__ABOUT THIS EXERCISE__
Copy out the text on chemical exposure and obesity word for word, in full.

__TEXT SHOWN__
March 13, 2007

Is Your Water Bottle Making You Fat?

Saw this today in the Daily Grist newsletter:

The Weight of the World
Exposure to chemicals could contribute to obesity, studies find

Obesity is largely blamed on calories (too many) and exercise (too little), but recent studies suggest that chemical exposure may also pack on pounds. And it’s tough to diet from so-called “obesogens,” which show up in everything from pesticides to food containers. Chemicals found to produce more and larger fat cells in mice include waterproof-paint ingredient tributyltin; diethylstilbestrol, which was widely prescribed to pregnant women from the 1940s to the ’60s; and estrogen-like bisphenol A, which showed up in 95 percent of people tested by one recent study. BPA promotes fat-cell activity in utero, producing “lifetime effects” that occur at “phenomenally small levels” of exposure, says biological sciences professor Frederick vom Saal; he dismisses the chemical industry’s claim that BPA poses no health risk as a “blatant lie.” The production and use of BPA has quadrupled in the last couple of decades, in roughly the same timeline that obesity has noticeably risen. Coincidence? Fat chance.

__GIVEN DATA__
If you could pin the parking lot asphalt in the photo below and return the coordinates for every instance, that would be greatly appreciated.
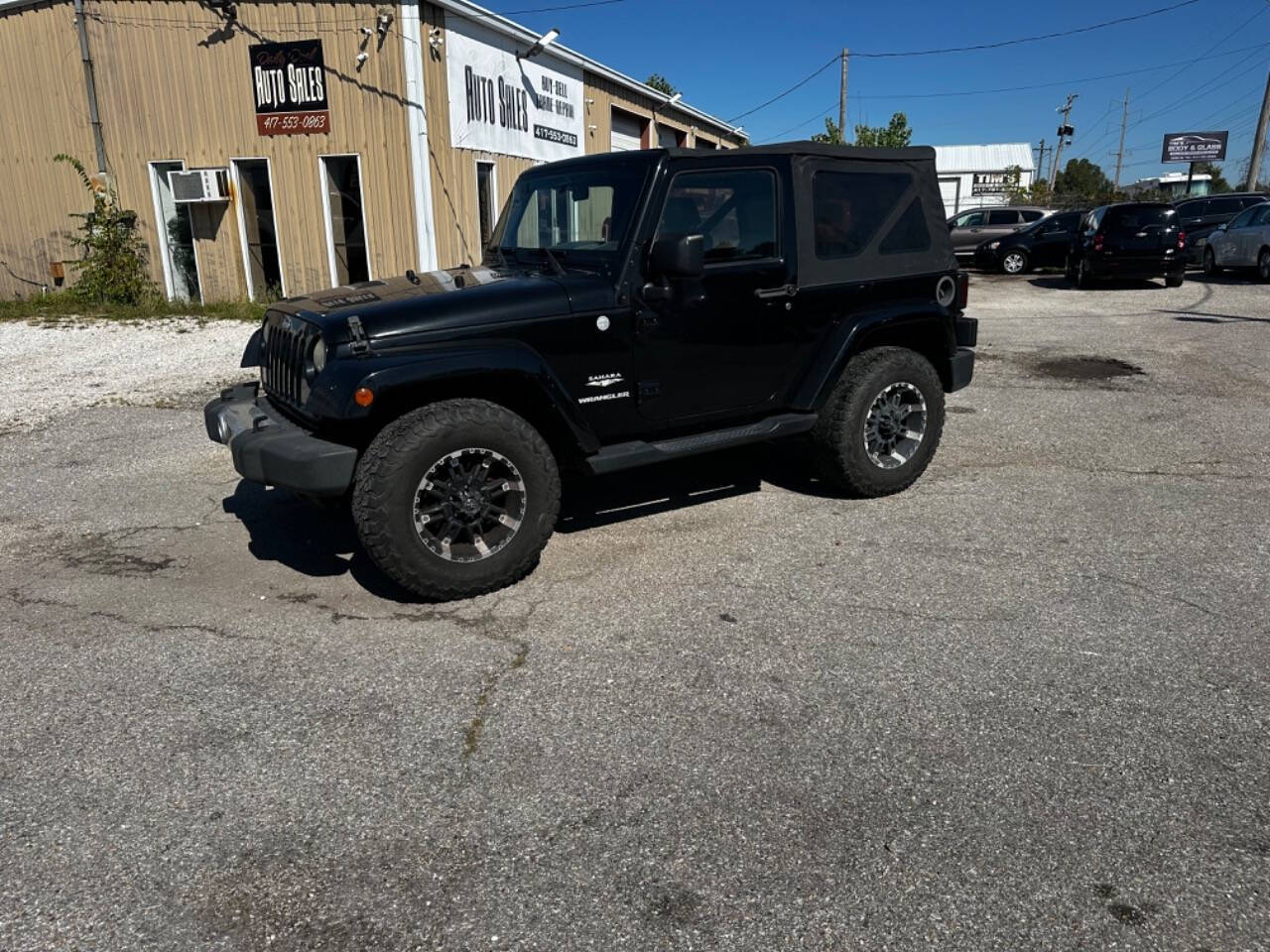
(1021, 706)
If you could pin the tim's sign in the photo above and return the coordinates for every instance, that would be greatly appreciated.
(1194, 148)
(289, 82)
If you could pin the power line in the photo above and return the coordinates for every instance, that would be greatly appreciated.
(1032, 40)
(965, 49)
(781, 95)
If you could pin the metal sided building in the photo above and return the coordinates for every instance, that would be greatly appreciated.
(978, 176)
(272, 148)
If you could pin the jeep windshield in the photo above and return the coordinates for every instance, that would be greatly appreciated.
(579, 214)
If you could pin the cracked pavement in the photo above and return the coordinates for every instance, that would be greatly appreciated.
(1023, 705)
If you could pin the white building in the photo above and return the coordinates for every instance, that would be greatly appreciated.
(975, 176)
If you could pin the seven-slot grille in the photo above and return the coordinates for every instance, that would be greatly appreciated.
(285, 348)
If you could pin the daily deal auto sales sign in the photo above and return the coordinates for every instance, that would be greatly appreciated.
(530, 108)
(289, 81)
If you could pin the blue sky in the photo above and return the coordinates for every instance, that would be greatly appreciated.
(728, 58)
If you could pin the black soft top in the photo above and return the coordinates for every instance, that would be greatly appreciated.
(911, 154)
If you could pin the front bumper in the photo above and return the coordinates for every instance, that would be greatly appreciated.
(270, 448)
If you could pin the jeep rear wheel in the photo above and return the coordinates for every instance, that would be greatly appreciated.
(880, 426)
(456, 499)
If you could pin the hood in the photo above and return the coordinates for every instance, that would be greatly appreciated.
(432, 301)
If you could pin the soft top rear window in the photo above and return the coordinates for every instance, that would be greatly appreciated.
(1141, 216)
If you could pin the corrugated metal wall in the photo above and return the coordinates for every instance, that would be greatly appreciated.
(175, 82)
(42, 112)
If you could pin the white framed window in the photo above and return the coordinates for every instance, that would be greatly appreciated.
(347, 245)
(258, 229)
(176, 231)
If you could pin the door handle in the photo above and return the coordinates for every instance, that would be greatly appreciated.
(784, 291)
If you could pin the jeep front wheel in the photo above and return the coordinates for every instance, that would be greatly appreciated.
(456, 499)
(880, 426)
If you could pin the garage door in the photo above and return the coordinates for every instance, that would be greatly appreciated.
(626, 134)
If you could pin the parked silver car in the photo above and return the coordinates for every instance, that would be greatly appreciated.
(1241, 243)
(974, 225)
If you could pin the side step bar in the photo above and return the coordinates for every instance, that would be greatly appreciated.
(625, 456)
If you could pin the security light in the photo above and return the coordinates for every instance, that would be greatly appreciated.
(543, 44)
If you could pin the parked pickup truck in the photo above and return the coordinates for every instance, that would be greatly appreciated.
(630, 308)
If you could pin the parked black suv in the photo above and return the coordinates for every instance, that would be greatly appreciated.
(1201, 217)
(631, 307)
(1043, 244)
(1128, 240)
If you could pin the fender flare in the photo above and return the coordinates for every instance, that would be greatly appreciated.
(393, 375)
(855, 338)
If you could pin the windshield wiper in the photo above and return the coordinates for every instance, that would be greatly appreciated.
(556, 262)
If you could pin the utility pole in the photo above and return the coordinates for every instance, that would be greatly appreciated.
(90, 86)
(1064, 132)
(842, 96)
(1259, 144)
(1119, 155)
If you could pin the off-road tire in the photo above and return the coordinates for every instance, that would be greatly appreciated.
(389, 475)
(1023, 267)
(838, 440)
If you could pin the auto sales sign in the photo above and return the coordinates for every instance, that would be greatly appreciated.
(499, 103)
(289, 81)
(1194, 148)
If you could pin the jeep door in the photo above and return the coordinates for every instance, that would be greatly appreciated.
(720, 343)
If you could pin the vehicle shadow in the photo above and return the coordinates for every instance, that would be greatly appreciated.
(1060, 282)
(322, 542)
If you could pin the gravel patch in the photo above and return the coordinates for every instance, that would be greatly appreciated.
(167, 363)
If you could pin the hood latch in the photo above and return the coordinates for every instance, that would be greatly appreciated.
(358, 343)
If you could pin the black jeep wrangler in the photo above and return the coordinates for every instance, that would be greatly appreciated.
(630, 308)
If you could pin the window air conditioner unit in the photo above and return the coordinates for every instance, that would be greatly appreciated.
(199, 185)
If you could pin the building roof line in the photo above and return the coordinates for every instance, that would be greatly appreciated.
(509, 28)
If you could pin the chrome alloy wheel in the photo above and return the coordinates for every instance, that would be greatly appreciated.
(896, 425)
(468, 506)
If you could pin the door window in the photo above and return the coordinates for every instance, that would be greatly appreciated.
(255, 209)
(735, 211)
(349, 262)
(176, 236)
(849, 207)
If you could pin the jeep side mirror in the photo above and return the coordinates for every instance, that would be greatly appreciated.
(683, 257)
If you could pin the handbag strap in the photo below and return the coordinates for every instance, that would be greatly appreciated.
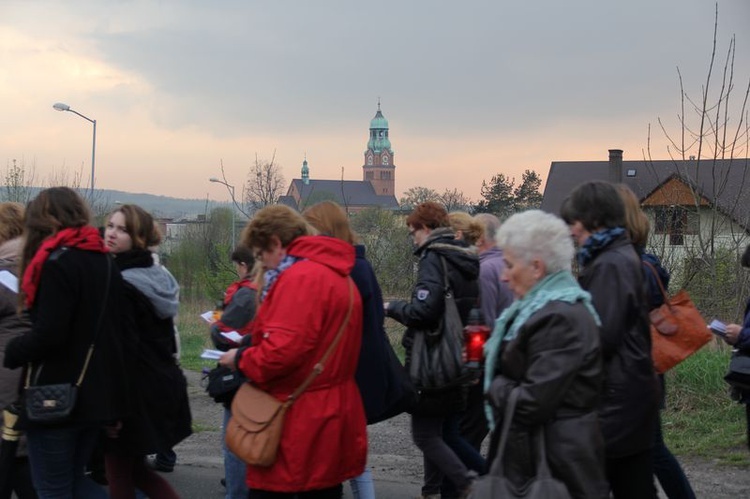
(658, 281)
(318, 368)
(90, 351)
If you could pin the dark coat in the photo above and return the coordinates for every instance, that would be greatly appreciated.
(556, 362)
(161, 416)
(427, 305)
(68, 304)
(324, 441)
(627, 412)
(377, 384)
(11, 325)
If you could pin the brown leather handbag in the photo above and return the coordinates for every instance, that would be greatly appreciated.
(254, 431)
(678, 329)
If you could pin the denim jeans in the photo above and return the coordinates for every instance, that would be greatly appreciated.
(235, 471)
(668, 470)
(58, 457)
(362, 486)
(439, 459)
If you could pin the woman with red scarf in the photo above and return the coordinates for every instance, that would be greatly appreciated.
(72, 291)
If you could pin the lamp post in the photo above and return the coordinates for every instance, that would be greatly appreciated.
(59, 106)
(231, 191)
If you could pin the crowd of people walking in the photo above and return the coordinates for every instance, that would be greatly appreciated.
(567, 379)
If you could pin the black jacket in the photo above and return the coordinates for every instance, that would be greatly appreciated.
(556, 362)
(69, 300)
(427, 304)
(627, 412)
(161, 416)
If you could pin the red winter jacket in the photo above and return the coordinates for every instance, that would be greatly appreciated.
(325, 440)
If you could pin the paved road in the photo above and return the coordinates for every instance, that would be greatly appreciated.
(395, 462)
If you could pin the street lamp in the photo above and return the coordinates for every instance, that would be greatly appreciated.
(59, 106)
(231, 191)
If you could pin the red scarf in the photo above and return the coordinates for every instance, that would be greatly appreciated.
(85, 238)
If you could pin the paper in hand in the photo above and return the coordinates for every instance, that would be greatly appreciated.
(718, 328)
(232, 336)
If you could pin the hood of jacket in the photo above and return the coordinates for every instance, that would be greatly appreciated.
(158, 285)
(10, 250)
(334, 253)
(457, 253)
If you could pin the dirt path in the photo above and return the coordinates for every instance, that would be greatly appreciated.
(394, 458)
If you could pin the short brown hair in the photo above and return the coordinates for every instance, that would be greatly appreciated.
(430, 215)
(11, 221)
(470, 228)
(140, 226)
(275, 220)
(636, 222)
(330, 219)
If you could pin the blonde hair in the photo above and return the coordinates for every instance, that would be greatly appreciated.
(470, 228)
(140, 226)
(636, 222)
(330, 219)
(11, 221)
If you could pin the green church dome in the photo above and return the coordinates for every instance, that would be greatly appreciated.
(379, 121)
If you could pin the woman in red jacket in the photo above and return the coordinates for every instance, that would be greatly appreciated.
(305, 298)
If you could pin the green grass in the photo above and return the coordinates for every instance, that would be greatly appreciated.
(194, 335)
(701, 419)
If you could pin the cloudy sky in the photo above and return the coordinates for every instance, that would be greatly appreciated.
(470, 88)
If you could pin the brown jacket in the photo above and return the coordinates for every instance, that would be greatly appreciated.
(11, 325)
(556, 362)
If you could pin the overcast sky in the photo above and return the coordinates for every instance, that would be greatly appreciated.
(470, 89)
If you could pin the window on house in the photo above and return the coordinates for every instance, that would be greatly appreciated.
(677, 222)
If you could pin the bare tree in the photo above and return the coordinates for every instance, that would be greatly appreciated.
(416, 195)
(702, 221)
(265, 184)
(18, 182)
(454, 200)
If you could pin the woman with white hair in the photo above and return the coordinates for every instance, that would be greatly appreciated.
(546, 346)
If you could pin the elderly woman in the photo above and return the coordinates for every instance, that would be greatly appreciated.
(435, 421)
(611, 270)
(306, 295)
(546, 346)
(738, 335)
(74, 295)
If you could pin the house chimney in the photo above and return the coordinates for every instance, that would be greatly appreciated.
(615, 166)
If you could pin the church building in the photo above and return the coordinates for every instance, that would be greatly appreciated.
(376, 189)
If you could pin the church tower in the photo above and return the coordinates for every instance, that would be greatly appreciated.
(305, 173)
(379, 168)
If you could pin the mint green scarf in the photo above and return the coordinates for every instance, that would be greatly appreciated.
(560, 286)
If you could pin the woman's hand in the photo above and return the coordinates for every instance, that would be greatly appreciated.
(113, 430)
(227, 359)
(733, 333)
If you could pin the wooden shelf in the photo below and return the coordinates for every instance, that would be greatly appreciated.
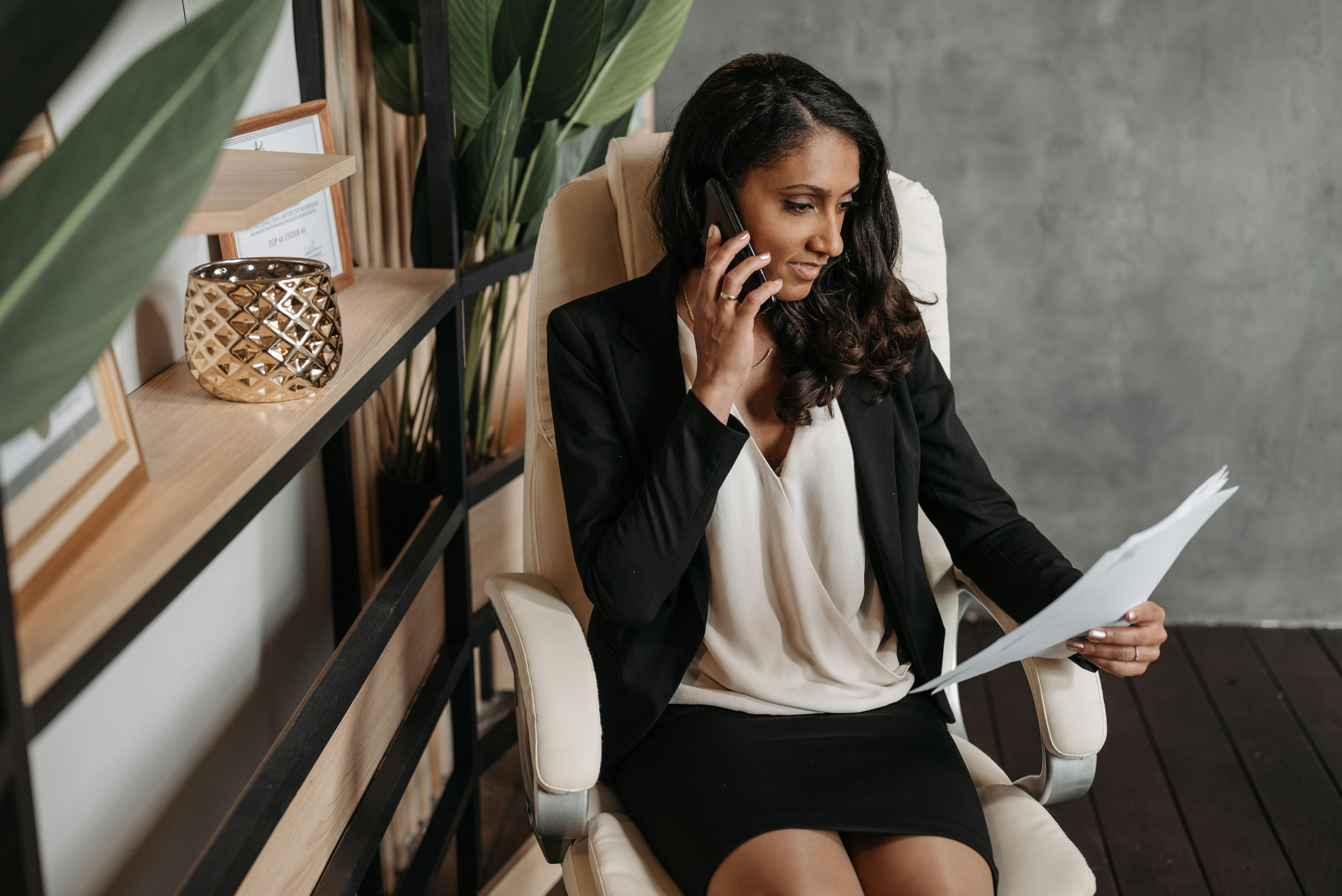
(205, 455)
(247, 187)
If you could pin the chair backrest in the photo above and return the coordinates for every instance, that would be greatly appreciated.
(598, 233)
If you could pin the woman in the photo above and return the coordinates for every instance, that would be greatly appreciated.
(743, 497)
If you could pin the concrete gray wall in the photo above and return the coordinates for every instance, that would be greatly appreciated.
(1144, 222)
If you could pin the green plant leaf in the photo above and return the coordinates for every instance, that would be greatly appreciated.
(565, 33)
(39, 48)
(617, 22)
(470, 25)
(540, 184)
(596, 153)
(635, 62)
(485, 164)
(81, 235)
(394, 37)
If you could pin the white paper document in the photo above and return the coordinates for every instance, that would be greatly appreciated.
(1117, 583)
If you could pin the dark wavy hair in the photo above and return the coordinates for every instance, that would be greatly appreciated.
(859, 317)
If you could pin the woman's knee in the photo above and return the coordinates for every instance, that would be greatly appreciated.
(918, 867)
(787, 863)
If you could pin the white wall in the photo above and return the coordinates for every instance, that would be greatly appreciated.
(137, 772)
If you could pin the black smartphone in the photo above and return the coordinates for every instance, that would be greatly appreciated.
(719, 210)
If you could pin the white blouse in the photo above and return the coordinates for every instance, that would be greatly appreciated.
(795, 619)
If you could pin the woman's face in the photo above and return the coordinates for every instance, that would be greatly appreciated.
(795, 210)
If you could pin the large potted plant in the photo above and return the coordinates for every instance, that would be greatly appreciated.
(529, 77)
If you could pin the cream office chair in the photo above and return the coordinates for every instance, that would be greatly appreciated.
(598, 233)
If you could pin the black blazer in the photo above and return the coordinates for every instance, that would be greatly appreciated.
(642, 462)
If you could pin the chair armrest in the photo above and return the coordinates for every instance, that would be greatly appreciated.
(556, 686)
(1070, 707)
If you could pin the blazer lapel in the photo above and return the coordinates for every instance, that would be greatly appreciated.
(872, 430)
(646, 357)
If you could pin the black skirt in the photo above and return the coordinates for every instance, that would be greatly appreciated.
(706, 780)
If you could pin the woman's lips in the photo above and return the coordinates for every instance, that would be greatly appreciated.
(806, 272)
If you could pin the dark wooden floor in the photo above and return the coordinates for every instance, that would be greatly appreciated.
(1220, 776)
(1222, 770)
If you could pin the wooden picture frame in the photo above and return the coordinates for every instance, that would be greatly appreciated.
(316, 227)
(64, 479)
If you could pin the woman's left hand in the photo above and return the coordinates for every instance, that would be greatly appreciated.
(1125, 650)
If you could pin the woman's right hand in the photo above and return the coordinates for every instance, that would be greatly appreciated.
(724, 329)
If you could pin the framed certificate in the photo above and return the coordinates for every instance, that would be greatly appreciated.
(65, 477)
(315, 229)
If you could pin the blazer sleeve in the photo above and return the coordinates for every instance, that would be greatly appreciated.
(634, 532)
(988, 538)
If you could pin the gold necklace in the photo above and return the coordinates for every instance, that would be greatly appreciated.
(692, 321)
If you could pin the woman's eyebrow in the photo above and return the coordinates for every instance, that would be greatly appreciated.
(818, 191)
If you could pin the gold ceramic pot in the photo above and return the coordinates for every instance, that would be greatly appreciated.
(262, 329)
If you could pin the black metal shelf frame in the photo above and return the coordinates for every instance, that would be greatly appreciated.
(363, 632)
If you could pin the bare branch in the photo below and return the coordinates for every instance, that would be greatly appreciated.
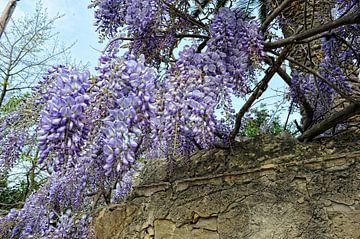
(6, 15)
(258, 91)
(330, 122)
(346, 20)
(274, 14)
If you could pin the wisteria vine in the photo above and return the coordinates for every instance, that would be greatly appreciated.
(87, 132)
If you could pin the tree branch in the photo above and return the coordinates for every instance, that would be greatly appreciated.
(274, 14)
(330, 122)
(346, 20)
(258, 91)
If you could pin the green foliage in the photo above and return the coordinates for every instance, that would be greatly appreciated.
(261, 121)
(11, 197)
(13, 103)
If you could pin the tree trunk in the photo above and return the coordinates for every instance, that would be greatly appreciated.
(304, 15)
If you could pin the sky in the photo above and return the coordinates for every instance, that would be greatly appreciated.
(77, 25)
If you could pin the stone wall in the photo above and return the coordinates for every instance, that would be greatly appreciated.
(263, 188)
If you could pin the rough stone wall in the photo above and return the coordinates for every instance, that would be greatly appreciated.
(263, 188)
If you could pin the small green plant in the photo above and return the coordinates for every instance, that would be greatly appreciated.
(259, 121)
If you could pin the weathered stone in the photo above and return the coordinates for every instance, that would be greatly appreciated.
(303, 191)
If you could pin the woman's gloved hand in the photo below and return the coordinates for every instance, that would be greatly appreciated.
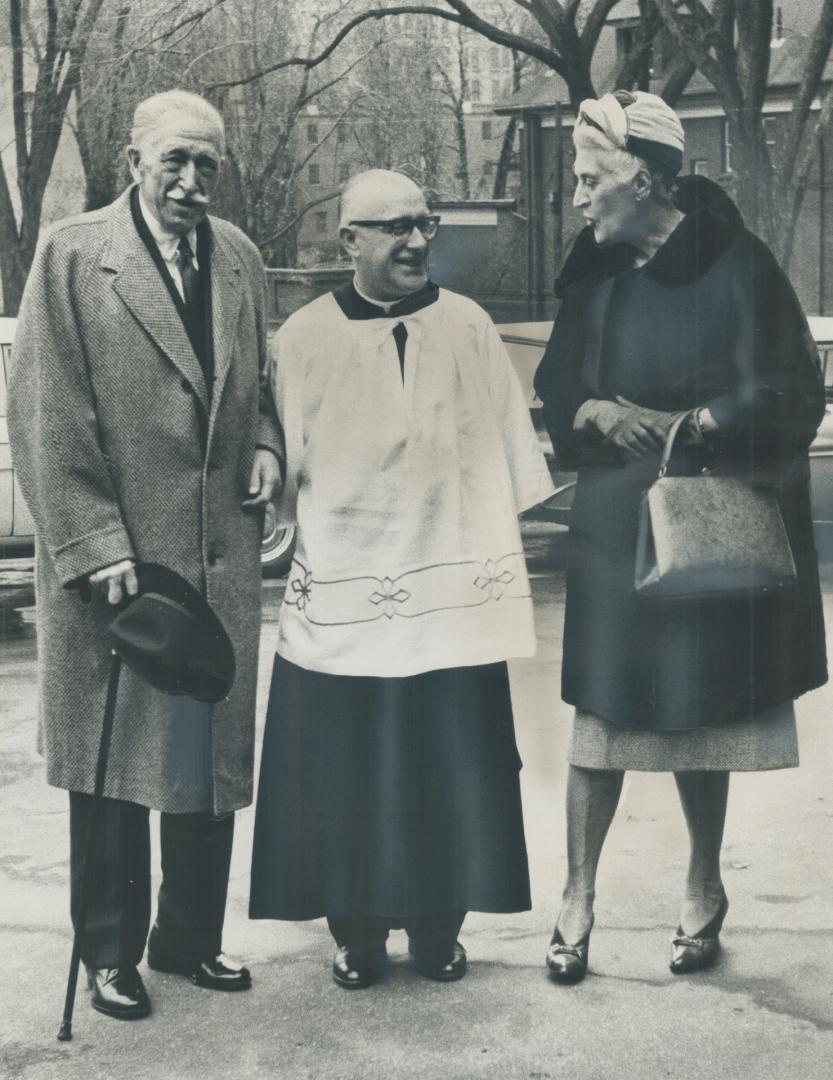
(633, 431)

__SOLVED EXERCISE__
March 13, 2007

Is Your Water Bottle Making You Fat?

Saw this today in the Daily Grist newsletter:

The Weight of the World
Exposure to chemicals could contribute to obesity, studies find

Obesity is largely blamed on calories (too many) and exercise (too little), but recent studies suggest that chemical exposure may also pack on pounds. And it’s tough to diet from so-called “obesogens,” which show up in everything from pesticides to food containers. Chemicals found to produce more and larger fat cells in mice include waterproof-paint ingredient tributyltin; diethylstilbestrol, which was widely prescribed to pregnant women from the 1940s to the ’60s; and estrogen-like bisphenol A, which showed up in 95 percent of people tested by one recent study. BPA promotes fat-cell activity in utero, producing “lifetime effects” that occur at “phenomenally small levels” of exposure, says biological sciences professor Frederick vom Saal; he dismisses the chemical industry’s claim that BPA poses no health risk as a “blatant lie.” The production and use of BPA has quadrupled in the last couple of decades, in roughly the same timeline that obesity has noticeably risen. Coincidence? Fat chance.